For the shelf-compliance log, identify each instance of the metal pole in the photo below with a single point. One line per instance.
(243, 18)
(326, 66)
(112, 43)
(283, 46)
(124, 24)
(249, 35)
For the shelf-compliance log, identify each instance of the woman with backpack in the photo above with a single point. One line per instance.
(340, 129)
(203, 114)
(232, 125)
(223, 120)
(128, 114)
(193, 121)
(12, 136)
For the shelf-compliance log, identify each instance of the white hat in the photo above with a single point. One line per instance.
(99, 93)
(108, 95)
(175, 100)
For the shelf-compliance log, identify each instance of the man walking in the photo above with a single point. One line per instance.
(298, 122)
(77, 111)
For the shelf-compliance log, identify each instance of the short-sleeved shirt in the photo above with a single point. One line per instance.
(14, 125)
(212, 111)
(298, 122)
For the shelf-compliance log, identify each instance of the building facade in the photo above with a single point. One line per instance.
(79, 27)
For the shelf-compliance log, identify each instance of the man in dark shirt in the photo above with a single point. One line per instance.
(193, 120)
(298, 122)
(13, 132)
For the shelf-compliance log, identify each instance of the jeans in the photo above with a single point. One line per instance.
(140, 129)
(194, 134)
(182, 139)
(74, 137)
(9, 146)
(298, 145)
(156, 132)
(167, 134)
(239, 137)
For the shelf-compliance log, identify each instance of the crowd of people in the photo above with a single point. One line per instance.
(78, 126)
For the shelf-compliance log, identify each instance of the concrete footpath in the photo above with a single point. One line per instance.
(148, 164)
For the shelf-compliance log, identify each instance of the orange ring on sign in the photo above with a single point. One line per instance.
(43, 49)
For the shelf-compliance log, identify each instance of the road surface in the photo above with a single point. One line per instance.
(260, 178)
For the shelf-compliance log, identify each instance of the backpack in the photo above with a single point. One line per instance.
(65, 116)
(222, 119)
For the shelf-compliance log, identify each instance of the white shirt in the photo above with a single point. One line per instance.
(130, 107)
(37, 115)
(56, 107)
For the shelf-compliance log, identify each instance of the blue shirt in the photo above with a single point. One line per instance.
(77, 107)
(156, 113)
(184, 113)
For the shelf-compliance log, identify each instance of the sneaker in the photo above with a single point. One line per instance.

────────────────────

◆ **REQUIRED WORK**
Format all of the material above as a Markdown table with the columns No. and Text. Give each line its own numbered row, and leave out blank lines.

◆ **EXERCISE RESULT**
| No. | Text |
|---|---|
| 1 | For the shelf-compliance log, identify each instance of the metal pole in the photo below with a single point. One line per instance. |
| 2 | (243, 18) |
| 3 | (326, 66) |
| 4 | (112, 43) |
| 5 | (283, 46) |
| 6 | (124, 24) |
| 7 | (249, 35) |
| 8 | For the shelf-compliance log, identify each instance of the woman with backpack in the photo above with a single point. One line per instance. |
| 9 | (340, 129) |
| 10 | (203, 114) |
| 11 | (232, 125) |
| 12 | (223, 120) |
| 13 | (128, 114) |
| 14 | (193, 121) |
| 15 | (12, 136) |
| 16 | For the shelf-compliance log, identify each instance of the white hat in the photo above with a single point. One line per instance. |
| 17 | (99, 93) |
| 18 | (108, 95) |
| 19 | (175, 100) |
| 20 | For the shelf-compliance log, identify each instance of the man walking in the photo above with a single point. One line per instance. |
| 21 | (298, 122) |
| 22 | (77, 111) |
| 23 | For the shelf-compliance log, identify each instance of the short-sleeved shirt in the photo above with a single point. One line per instance. |
| 24 | (14, 125) |
| 25 | (212, 111) |
| 26 | (298, 122) |
| 27 | For the shelf-compliance log, identify each instance of the building facade in the photo above with a single point. One line per instance. |
| 28 | (79, 27) |
| 29 | For the shelf-compliance log, identify each instance of the man in dark shirt in the photo above with a single point. One line per instance. |
| 30 | (193, 120) |
| 31 | (298, 122) |
| 32 | (13, 132) |
| 33 | For the shelf-compliance log, identify each instance of the jeans in the photo above with a single point. One line per instance. |
| 34 | (140, 129) |
| 35 | (194, 134) |
| 36 | (182, 139) |
| 37 | (74, 137) |
| 38 | (9, 146) |
| 39 | (298, 145) |
| 40 | (156, 132) |
| 41 | (167, 134) |
| 42 | (239, 137) |
| 43 | For the shelf-compliance log, identify each instance of the crowd of people in the photo above with a single point. One line per instance. |
| 44 | (78, 126) |
| 45 | For the shelf-compliance log, identify each instance of the concrete footpath in the photo above with a single point. One line per instance. |
| 46 | (148, 164) |
| 47 | For the shelf-compliance log, identify each instance of the orange ring on sign in the photo above with a single point. One line per instance. |
| 48 | (43, 49) |
| 49 | For the shelf-compliance log, identify each instance of the road surface in the photo above with a single point. One line per instance. |
| 50 | (260, 178) |
| 51 | For the shelf-compliance log, identify each instance of the backpack in the photo above with a single point. One line per instance. |
| 52 | (65, 116) |
| 53 | (222, 119) |
| 54 | For the shelf-compliance log, identify each instance of the white shirt in the photo above with a single point. One line per instance. |
| 55 | (130, 107) |
| 56 | (37, 115) |
| 57 | (56, 107) |
| 58 | For the shelf-compliance log, identify each instance of the blue shirt in the photo above with a single point. One line per instance. |
| 59 | (77, 107) |
| 60 | (156, 113) |
| 61 | (184, 113) |
| 62 | For the shelf-compliance log, identify each instance of the sneaker in the photo above with a single point. One line per instance. |